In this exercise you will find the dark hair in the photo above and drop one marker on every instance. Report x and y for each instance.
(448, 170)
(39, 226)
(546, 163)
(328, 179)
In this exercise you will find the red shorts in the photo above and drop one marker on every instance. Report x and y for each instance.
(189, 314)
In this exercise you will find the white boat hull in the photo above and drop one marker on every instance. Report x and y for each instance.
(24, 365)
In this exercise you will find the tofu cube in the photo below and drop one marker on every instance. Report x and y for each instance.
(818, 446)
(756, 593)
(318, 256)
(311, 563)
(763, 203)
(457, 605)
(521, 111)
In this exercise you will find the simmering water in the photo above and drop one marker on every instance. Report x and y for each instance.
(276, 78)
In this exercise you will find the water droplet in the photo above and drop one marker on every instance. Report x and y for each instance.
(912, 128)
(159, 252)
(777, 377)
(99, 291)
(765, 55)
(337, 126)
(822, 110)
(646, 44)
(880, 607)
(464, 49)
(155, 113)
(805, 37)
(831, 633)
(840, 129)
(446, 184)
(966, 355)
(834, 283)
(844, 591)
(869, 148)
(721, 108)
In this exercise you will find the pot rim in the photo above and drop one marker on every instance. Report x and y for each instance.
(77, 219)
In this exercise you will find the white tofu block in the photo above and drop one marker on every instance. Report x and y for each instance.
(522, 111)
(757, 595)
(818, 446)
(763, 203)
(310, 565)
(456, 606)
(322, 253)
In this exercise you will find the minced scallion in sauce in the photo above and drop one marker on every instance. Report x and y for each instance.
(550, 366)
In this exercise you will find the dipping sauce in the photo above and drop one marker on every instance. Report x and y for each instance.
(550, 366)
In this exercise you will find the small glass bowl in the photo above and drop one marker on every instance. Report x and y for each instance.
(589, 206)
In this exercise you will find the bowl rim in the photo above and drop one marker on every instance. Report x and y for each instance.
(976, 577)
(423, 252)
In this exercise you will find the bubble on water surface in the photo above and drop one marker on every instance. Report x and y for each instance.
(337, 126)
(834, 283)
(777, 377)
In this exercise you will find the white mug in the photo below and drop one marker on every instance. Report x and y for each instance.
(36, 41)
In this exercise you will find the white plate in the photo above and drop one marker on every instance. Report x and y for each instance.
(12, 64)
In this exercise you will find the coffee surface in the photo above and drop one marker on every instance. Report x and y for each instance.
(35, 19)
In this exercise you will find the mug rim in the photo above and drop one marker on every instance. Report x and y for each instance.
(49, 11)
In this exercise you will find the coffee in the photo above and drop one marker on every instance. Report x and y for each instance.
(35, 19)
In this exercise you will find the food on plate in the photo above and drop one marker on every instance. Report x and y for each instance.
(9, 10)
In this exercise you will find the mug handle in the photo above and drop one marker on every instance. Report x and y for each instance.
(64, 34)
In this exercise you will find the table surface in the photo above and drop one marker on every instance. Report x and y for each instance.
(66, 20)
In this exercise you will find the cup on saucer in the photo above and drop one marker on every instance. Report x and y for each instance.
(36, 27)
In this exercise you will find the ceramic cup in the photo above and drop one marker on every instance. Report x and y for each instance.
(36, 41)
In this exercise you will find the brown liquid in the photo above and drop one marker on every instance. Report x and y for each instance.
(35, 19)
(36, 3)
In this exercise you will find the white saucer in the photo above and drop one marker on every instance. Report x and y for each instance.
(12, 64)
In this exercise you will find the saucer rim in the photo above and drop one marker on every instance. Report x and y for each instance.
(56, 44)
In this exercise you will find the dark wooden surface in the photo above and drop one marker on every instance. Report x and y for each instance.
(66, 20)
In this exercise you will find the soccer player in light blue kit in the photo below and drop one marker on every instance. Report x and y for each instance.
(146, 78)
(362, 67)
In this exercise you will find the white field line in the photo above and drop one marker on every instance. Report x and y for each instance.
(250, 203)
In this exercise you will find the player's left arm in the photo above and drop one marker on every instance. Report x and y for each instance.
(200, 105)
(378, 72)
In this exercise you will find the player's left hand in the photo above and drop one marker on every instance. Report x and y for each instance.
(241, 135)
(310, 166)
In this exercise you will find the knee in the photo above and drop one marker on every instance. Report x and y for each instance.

:::::

__Task prompt__:
Line by line, the data should be returned exactly as written.

__Written answer__:
In this exercise you will find the dark hair in the photo above and drop one marker on every instance. Report x and y for each instance.
(448, 170)
(39, 226)
(546, 163)
(328, 179)
In this exercise you will find the red shorts in the photo above and drop one marker on every instance. Report x and y for each instance.
(189, 314)
In this exercise you will find the white boat hull in the photo above and drop one marker on every instance. Report x and y for each instance.
(24, 365)
In this exercise you will find the tofu cube in the photo below and drop one marker on every instance. Report x and y for each instance.
(818, 446)
(756, 593)
(318, 256)
(311, 563)
(763, 203)
(457, 605)
(521, 111)
In this exercise you will find the simmering water in the photo above and drop one marker on every instance. Report x and y for each instance.
(276, 78)
In this exercise you will find the water droplet in the photo above and drop one marker on every instance. Report x and y for each instance.
(912, 128)
(159, 252)
(777, 377)
(99, 291)
(765, 55)
(337, 126)
(822, 110)
(646, 44)
(880, 607)
(464, 49)
(155, 113)
(805, 37)
(831, 633)
(840, 129)
(446, 184)
(966, 355)
(834, 283)
(844, 591)
(869, 148)
(721, 108)
In this exercise you will find the pot rim in the photo above and drop one marker on every instance. Report x and y for each instance.
(77, 219)
In this exercise you will find the white tofu block in the photo above and drop one marker on every instance. Report x and y for each instance.
(522, 111)
(757, 595)
(818, 446)
(763, 203)
(310, 565)
(456, 606)
(322, 253)
In this exercise you will find the minced scallion in sauce in the photo above and drop one marker on every instance. Report x and y for each instance.
(550, 366)
In this exercise you will find the dipping sauce in the photo above and drop one marker on every instance. Report x and y for each instance.
(550, 366)
In this exercise you will find the small glass bowl in the photo above and drop one marker on every instance. Report x and y for each instance.
(589, 206)
In this exercise you will find the bowl rim in the photo above and drop one marker on every instance. Report x and y for each instance.
(976, 577)
(423, 252)
In this exercise you will find the bubble on water surface in the photo above and drop one marker on every instance. Report x and y for each instance.
(337, 126)
(834, 283)
(777, 377)
In this exercise you will find the white mug in the photo below and drop one marker on every instance. Report x and y for each instance.
(36, 41)
In this exercise you will find the white plate in the photo above and drop one marker on every instance. Report x and y for each instance.
(12, 64)
In this exercise you will find the coffee surface in the photo above and drop one marker on every instance. Report x and y for each instance.
(35, 19)
In this exercise you will find the mug rim in the photo above and drop one marker on every instance. Report x and y for each instance.
(49, 11)
In this exercise you will find the coffee in the photo above and drop one marker on every instance. Report x and y for each instance.
(35, 19)
In this exercise you will find the food on plate in the photo above and drop one marker on every instance. Report x and y for each instance.
(9, 10)
In this exercise you will find the mug handle in the photo above and drop one marker on every instance. Report x and y for each instance.
(64, 34)
In this exercise you will find the table surface in the photo above and drop one marker on every instance. Report x and y for each instance.
(66, 20)
In this exercise you will find the cup on saucer in the photo above and drop one marker on every instance. Report x and y for each instance.
(36, 27)
In this exercise you will find the ceramic cup in the photo above and drop one marker on every instance. Report x and y for each instance.
(36, 41)
In this exercise you will find the brown liquid in the photo above and drop one marker on every instance. Report x and y for each instance.
(35, 19)
(36, 3)
In this exercise you will find the white saucer in the photo above and drop one marker on every instance. Report x and y for each instance.
(12, 64)
In this exercise you will find the saucer rim in the photo above and drop one marker on every instance. Report x and y for each instance.
(56, 44)
In this exercise you will find the dark wooden surface in the photo above and drop one marker on every instance. Report x and y for each instance.
(66, 20)
In this exercise you will find the soccer player in light blue kit in the photo below and drop one marker on every instance. Report x and y for each instance.
(146, 78)
(362, 67)
In this exercise you will find the white field line in the photo above and drop one marker on every instance. Report x and y for each instance.
(250, 203)
In this exercise you will find the player's left arm in the photo above and drop one marker on every instance. Report x and y for each instance.
(200, 105)
(378, 72)
In this exercise you will find the player's left hand in the photo above and drop one marker on every instance. Report x and y for each instance.
(241, 135)
(310, 166)
In this exercise you will find the knee in the photo above and drop one marker on every instance. Report x and y for each instance.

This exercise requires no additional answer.